Collection entries:
********************
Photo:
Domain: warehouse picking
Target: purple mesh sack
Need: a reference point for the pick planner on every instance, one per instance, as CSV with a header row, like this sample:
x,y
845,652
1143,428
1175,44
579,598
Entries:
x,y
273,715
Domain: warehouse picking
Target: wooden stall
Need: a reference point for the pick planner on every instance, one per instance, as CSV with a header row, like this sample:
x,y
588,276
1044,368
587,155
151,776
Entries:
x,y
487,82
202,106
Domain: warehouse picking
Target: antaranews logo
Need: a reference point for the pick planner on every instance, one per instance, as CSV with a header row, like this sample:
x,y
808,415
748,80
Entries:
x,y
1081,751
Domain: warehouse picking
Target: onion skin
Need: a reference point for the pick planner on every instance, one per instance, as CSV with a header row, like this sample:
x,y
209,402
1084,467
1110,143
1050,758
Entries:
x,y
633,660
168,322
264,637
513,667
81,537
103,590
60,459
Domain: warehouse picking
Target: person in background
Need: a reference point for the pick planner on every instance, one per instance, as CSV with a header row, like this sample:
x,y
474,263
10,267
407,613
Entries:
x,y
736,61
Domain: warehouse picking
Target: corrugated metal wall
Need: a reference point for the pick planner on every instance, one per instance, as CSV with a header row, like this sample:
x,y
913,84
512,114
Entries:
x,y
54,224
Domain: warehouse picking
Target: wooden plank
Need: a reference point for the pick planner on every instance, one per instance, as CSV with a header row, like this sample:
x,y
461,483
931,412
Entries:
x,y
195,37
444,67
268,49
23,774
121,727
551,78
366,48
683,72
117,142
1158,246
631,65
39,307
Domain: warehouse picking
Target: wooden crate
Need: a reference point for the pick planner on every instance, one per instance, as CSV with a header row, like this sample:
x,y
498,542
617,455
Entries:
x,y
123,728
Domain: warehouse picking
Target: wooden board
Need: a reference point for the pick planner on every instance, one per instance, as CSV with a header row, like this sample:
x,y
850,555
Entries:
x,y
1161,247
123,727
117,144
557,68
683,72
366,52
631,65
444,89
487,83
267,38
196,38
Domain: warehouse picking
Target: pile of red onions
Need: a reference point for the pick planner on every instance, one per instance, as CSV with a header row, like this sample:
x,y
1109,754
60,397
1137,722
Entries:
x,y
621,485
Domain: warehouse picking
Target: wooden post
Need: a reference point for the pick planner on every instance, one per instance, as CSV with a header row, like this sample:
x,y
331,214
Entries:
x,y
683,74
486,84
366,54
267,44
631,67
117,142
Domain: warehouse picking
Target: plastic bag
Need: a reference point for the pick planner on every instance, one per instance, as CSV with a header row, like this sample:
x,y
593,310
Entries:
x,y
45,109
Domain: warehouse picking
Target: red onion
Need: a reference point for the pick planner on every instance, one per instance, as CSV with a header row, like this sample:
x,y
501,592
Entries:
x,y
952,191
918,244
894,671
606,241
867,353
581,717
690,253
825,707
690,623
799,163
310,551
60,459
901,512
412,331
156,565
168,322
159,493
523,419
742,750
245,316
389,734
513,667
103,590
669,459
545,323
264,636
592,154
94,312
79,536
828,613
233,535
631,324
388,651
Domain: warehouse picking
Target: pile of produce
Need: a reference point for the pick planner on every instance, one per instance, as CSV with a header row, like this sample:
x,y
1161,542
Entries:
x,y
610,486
********************
## Work instructions:
Count the lines in the material above that contain the word "wooden", and reply with only that number.

## Result:
5